* _TO DO_:
a) Read the article on splitting dbt projects and say whether each statement agrees with it, answering yes or no and quoting the deciding words of the article: (i) the demo repository needs a dbt Cloud account; (ii) dbt-loom is an open-source plugin; (iii) dbt parses only the models that changed.
b) Reproduce the passage of the article on splitting dbt projects starting with "The Problem with" and going on through "hard to control.".

* _PROVIDED TEXT_:
"""

As your dbt project grows, you’ll inevitably hit the wall: a monolithic project with hundreds of models, slow parse times, tangled CI pipelines, and multiple teams stepping on each other’s feet. The natural next question is: should you split this into multiple projects?

And if you do, how do you handle cross-project dependencies without paying for dbt Cloud?

This article walks through the mono repo vs. multi repo decision, then dives into dbt-loom, the open-source plugin that brings dbt Mesh-style cross-project references to dbt Core users. Everything shown here is backed by a working demo repository using dbt Core, DuckDB, and uv (no dbt Cloud account required).

I’ve made a repository in order to illustrate what is described in the article, you can find it here: https://github.com/p-munhoz/dbt-loom-multi-project-demo


The Problem with Monolithic dbt Projects

When a dbt project is small, everything in one repo is perfectly fine. A single dbt run rebuilds the world, lineage is complete, and every model is discoverable by the whole team.

But as the project scales (more teams, more domains, more models) the monolith starts to crack:

  • Slow parse times. dbt parses every model on every run, even if you only touched two files.
  • Long CI builds. Every PR triggers a full pipeline. Slim CI helps, but the blast radius of any change is hard to control.

"""

* _DATA SHOWN_:
"""

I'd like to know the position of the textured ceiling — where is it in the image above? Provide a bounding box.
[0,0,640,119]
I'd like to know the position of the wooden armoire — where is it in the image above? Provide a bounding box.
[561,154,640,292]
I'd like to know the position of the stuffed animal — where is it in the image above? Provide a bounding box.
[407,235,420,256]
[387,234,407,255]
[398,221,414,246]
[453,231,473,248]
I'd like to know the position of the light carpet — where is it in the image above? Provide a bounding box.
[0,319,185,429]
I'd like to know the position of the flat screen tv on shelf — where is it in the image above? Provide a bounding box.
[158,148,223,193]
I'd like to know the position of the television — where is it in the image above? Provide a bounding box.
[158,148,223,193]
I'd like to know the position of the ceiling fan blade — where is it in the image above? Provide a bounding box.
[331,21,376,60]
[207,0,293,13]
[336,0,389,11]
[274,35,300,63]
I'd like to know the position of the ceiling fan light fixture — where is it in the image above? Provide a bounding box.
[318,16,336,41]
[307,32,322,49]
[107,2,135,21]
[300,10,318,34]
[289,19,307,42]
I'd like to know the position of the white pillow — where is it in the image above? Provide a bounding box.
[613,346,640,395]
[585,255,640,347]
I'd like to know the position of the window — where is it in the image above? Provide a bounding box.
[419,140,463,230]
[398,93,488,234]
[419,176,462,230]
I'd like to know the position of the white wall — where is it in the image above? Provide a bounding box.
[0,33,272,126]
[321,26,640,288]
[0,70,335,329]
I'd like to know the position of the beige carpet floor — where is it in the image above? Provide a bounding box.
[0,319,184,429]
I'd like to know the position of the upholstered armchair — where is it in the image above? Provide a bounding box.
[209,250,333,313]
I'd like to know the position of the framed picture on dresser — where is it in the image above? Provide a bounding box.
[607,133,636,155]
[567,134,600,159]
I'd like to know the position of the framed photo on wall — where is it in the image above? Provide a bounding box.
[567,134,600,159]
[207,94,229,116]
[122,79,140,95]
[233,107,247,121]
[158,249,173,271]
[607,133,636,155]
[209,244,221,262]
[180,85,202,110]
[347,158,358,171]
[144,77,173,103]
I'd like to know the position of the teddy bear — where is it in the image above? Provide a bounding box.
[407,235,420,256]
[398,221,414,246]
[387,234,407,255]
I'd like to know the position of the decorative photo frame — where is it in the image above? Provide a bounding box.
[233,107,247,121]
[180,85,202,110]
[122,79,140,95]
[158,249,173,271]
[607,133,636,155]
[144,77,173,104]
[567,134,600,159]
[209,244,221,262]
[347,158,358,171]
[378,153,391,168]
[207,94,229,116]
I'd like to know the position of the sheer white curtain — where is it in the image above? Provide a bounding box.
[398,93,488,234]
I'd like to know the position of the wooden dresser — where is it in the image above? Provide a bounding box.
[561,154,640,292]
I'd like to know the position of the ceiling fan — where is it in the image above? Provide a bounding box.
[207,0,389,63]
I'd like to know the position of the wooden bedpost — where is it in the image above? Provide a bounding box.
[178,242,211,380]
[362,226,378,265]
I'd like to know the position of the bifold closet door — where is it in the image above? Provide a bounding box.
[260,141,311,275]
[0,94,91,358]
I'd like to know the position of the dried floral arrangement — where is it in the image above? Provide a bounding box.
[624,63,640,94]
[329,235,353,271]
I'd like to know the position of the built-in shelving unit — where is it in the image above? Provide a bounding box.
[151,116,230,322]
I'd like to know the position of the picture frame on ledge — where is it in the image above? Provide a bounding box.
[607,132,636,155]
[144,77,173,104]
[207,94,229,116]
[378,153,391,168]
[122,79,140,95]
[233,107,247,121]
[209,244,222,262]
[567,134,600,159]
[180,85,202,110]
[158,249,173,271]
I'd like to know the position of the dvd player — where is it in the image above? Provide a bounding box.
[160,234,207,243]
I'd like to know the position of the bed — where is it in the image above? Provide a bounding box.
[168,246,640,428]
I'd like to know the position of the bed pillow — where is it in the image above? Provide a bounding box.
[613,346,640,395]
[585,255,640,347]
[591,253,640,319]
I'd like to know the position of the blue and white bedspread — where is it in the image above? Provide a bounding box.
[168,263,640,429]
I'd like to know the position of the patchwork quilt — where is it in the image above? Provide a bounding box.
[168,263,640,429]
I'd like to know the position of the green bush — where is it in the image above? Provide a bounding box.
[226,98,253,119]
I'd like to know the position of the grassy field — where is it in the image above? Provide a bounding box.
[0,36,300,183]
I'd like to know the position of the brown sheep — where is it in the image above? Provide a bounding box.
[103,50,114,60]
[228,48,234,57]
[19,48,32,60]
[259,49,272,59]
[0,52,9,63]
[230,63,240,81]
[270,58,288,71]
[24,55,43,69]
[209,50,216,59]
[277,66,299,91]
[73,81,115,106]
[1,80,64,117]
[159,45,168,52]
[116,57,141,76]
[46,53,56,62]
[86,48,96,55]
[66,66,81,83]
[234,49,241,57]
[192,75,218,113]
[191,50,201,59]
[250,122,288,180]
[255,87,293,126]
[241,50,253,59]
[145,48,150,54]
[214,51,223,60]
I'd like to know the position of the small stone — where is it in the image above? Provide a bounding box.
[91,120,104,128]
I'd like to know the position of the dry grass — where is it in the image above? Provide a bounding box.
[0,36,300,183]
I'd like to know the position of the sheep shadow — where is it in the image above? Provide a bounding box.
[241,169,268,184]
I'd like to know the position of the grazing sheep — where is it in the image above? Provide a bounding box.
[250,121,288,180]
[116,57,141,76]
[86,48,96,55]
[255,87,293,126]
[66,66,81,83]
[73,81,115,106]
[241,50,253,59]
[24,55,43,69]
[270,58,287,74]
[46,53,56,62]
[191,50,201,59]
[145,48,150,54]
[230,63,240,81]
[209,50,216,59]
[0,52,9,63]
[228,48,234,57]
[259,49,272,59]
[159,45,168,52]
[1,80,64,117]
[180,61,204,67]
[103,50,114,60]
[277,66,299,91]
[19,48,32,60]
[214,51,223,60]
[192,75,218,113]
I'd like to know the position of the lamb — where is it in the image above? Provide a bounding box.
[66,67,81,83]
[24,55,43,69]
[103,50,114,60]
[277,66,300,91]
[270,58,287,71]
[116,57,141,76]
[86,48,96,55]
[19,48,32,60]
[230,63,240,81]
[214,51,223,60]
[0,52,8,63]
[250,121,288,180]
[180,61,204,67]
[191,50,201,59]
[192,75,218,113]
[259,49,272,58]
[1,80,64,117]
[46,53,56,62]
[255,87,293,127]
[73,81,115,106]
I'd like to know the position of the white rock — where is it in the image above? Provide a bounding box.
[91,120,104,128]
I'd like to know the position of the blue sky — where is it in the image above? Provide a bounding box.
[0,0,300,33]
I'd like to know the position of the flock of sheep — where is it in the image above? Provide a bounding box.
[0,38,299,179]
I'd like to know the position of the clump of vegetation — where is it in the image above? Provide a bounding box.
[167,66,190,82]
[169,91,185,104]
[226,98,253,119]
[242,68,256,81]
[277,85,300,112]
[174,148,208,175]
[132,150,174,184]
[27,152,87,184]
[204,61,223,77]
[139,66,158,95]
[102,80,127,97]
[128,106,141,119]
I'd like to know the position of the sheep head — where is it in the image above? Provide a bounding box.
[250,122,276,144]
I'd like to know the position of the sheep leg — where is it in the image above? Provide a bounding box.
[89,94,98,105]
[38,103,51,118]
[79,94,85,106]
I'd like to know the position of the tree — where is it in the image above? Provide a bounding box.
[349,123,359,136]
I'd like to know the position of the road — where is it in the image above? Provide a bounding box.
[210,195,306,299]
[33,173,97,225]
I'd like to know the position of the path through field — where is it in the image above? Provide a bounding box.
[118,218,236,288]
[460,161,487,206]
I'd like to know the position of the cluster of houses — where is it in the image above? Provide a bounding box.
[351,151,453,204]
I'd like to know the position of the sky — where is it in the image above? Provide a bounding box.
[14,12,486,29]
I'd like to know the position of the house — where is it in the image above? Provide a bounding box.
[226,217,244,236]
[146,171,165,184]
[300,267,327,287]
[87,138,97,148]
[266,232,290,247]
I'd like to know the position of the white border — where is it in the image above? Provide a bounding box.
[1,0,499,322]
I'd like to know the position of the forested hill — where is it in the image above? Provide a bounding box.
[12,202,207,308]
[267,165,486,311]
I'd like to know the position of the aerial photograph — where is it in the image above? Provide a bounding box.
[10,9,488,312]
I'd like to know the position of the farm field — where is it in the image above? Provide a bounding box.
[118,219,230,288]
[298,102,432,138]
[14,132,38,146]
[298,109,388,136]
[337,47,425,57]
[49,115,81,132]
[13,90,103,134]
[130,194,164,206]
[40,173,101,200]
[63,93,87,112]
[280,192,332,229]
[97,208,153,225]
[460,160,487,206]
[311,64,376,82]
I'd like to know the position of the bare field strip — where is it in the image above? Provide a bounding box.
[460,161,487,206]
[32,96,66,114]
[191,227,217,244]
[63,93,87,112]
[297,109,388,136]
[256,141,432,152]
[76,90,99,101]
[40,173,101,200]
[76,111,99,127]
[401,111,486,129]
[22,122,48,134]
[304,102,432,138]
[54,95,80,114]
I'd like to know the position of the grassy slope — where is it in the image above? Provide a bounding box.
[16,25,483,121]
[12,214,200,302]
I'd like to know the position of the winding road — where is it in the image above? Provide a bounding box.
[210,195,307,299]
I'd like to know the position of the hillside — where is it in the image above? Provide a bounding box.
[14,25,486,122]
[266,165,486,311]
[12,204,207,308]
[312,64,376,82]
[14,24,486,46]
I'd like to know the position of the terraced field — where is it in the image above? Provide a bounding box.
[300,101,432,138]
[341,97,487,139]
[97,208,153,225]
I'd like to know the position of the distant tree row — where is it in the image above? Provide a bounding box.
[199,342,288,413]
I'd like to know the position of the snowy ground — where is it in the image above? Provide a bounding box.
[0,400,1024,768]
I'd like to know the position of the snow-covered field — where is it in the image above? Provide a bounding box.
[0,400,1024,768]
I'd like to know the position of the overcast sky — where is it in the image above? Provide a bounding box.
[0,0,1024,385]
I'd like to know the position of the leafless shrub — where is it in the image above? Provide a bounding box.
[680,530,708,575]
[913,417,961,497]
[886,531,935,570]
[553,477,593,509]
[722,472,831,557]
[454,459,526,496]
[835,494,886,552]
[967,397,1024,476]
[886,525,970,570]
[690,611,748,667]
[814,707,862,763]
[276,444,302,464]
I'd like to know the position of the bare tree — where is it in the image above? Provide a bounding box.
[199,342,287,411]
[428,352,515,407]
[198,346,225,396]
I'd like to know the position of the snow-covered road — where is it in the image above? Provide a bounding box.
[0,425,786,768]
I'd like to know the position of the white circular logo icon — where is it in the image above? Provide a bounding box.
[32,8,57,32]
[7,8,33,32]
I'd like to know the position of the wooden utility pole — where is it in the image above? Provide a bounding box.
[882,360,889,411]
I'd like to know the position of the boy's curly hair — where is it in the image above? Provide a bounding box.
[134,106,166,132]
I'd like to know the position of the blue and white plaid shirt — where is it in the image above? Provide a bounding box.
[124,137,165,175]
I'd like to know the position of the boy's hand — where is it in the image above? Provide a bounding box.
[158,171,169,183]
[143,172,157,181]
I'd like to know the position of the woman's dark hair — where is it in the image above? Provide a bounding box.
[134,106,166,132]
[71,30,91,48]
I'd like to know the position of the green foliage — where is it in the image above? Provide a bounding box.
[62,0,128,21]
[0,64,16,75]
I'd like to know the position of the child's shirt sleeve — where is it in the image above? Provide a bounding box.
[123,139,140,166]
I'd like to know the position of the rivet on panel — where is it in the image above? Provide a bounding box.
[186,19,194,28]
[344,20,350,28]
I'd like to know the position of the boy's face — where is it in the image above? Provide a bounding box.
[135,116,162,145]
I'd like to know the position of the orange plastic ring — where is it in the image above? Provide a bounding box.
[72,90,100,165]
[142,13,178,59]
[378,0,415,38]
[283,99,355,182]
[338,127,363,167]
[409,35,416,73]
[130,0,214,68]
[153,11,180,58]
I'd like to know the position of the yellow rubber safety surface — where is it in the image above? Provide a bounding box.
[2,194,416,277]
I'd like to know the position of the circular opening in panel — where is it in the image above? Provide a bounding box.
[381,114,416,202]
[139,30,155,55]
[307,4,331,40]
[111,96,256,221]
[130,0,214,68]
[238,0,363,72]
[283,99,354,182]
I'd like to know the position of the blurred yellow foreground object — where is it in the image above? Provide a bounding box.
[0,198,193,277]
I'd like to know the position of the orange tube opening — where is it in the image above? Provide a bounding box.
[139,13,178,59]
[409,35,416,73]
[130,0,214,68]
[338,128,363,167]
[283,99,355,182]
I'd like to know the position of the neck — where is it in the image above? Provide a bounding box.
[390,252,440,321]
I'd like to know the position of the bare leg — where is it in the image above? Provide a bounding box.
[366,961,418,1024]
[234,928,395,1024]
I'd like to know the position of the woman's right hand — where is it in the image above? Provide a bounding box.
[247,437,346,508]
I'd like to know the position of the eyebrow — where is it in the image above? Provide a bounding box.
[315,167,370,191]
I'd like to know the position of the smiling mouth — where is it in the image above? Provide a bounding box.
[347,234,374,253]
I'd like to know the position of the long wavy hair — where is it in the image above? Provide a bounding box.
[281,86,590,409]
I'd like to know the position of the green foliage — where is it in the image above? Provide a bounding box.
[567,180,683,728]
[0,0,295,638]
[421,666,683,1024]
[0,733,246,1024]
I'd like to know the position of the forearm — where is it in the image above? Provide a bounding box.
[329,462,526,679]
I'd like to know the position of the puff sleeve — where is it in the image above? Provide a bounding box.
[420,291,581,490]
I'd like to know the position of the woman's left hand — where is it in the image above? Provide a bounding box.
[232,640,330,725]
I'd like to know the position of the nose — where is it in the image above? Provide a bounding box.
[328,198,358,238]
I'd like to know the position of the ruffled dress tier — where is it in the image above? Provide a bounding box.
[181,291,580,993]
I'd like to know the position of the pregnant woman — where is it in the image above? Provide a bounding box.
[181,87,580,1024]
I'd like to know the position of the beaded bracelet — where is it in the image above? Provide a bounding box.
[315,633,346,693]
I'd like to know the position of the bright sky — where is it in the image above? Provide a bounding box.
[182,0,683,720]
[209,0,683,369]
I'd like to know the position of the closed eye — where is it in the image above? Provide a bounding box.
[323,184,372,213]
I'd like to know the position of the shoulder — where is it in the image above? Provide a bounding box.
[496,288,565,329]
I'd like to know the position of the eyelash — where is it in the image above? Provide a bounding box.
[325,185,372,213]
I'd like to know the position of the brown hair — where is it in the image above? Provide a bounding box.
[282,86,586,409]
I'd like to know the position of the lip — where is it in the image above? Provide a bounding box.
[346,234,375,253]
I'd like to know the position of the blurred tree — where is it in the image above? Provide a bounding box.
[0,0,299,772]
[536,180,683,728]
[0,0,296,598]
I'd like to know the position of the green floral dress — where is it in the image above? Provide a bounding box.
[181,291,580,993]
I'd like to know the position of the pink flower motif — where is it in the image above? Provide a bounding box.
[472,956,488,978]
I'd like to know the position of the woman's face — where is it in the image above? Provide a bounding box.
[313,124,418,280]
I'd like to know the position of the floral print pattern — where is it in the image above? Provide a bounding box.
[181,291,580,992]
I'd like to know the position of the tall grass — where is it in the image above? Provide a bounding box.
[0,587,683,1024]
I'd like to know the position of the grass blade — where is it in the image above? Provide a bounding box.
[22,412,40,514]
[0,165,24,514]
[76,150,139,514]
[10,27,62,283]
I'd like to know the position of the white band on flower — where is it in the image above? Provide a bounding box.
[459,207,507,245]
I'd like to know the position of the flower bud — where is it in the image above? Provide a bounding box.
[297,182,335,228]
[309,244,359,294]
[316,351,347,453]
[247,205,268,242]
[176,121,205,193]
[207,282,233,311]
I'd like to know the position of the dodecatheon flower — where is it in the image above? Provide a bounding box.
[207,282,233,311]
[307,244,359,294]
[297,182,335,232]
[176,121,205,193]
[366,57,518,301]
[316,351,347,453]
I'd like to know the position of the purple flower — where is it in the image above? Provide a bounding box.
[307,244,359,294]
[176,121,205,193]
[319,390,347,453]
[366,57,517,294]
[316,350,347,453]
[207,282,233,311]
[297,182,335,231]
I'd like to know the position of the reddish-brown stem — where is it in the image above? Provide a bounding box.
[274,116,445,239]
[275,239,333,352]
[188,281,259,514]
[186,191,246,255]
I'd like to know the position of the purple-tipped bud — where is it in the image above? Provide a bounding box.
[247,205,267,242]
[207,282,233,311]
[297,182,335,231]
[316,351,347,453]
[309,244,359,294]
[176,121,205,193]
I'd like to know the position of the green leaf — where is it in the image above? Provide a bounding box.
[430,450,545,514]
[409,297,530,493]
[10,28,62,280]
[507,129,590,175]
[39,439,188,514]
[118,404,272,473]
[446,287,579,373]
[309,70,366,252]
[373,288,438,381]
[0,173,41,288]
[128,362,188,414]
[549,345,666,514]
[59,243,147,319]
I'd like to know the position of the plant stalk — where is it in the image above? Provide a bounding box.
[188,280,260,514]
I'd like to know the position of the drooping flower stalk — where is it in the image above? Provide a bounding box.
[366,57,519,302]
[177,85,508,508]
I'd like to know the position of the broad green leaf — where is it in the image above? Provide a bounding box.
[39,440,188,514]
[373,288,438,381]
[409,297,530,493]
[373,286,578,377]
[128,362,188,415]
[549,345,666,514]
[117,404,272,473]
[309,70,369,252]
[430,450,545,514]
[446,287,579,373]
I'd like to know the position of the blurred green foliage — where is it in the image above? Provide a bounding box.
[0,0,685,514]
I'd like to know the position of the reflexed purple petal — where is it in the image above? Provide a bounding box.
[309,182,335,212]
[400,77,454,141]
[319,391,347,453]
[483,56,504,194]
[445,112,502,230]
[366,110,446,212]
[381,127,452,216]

"""

* _THE RESPONSES_:
a)
(i) No: "no dbt Cloud account required"
(ii) Yes: "dbt-loom, the open-source plugin that brings dbt Mesh-style cross-project references to dbt Core users"
(iii) No: "dbt parses every model on every run, even if you only touched two files."

b)
The Problem with Monolithic dbt Projects

When a dbt project is small, everything in one repo is perfectly fine. A single dbt run rebuilds the world, lineage is complete, and every model is discoverable by the whole team.

But as the project scales (more teams, more domains, more models) the monolith starts to crack:

  • Slow parse times. dbt parses every model on every run, even if you only touched two files.
  • Long CI builds. Every PR triggers a full pipeline. Slim CI helps, but the blast radius of any change is hard to control.